**** Data excerpts
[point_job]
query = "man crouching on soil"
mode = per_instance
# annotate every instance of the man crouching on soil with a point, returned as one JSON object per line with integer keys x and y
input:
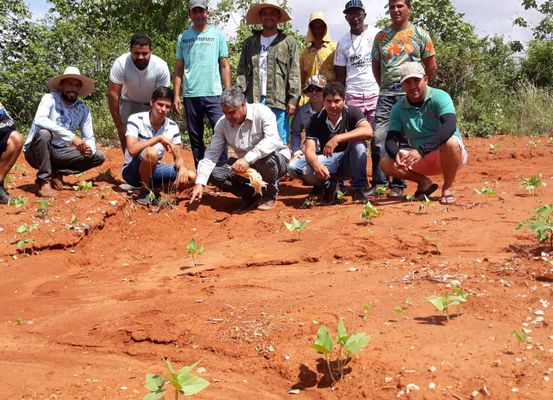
{"x": 425, "y": 118}
{"x": 149, "y": 134}
{"x": 335, "y": 148}
{"x": 251, "y": 132}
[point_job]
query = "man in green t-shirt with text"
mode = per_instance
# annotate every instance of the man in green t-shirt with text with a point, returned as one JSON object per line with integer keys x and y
{"x": 424, "y": 119}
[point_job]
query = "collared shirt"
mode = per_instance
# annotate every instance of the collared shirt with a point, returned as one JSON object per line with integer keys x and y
{"x": 299, "y": 124}
{"x": 255, "y": 138}
{"x": 62, "y": 120}
{"x": 140, "y": 127}
{"x": 419, "y": 124}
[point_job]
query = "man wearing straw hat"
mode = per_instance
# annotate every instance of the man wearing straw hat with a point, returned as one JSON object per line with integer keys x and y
{"x": 268, "y": 71}
{"x": 52, "y": 146}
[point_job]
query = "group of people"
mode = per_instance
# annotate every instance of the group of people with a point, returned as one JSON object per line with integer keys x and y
{"x": 370, "y": 86}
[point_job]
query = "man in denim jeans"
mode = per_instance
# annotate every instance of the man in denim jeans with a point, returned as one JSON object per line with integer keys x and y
{"x": 393, "y": 46}
{"x": 335, "y": 148}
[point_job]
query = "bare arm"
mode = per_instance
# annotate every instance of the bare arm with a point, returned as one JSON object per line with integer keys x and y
{"x": 224, "y": 67}
{"x": 177, "y": 84}
{"x": 430, "y": 66}
{"x": 114, "y": 97}
{"x": 377, "y": 69}
{"x": 340, "y": 73}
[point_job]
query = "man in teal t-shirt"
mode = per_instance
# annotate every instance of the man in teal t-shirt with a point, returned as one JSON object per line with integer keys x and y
{"x": 202, "y": 58}
{"x": 425, "y": 119}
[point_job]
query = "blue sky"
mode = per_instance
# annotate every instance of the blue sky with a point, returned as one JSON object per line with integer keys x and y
{"x": 489, "y": 16}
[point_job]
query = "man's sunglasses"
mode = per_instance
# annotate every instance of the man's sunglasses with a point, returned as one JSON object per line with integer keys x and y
{"x": 312, "y": 89}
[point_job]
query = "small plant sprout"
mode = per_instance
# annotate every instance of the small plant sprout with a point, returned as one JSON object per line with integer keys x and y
{"x": 532, "y": 184}
{"x": 541, "y": 223}
{"x": 24, "y": 232}
{"x": 296, "y": 226}
{"x": 340, "y": 196}
{"x": 485, "y": 191}
{"x": 182, "y": 381}
{"x": 521, "y": 336}
{"x": 423, "y": 206}
{"x": 381, "y": 191}
{"x": 369, "y": 212}
{"x": 349, "y": 344}
{"x": 83, "y": 186}
{"x": 444, "y": 302}
{"x": 194, "y": 250}
{"x": 19, "y": 201}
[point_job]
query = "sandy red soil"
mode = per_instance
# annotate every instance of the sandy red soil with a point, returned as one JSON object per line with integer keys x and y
{"x": 90, "y": 308}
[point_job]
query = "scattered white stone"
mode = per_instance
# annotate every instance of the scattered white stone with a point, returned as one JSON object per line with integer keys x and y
{"x": 411, "y": 387}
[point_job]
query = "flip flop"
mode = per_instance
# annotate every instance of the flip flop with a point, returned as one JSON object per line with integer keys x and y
{"x": 447, "y": 199}
{"x": 419, "y": 194}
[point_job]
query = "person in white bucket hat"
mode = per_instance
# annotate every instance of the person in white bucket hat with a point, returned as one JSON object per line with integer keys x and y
{"x": 52, "y": 147}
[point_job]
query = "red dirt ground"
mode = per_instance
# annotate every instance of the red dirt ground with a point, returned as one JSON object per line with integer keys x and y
{"x": 99, "y": 303}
********
# Requirements
Locate every line in the data listing above that contains the word "sandy", and copy each such line.

# Solution to the exercise
query = "sandy red soil"
# annotate every instance of the sandy red soil with a point, returned as one JSON object per line with integer keys x and y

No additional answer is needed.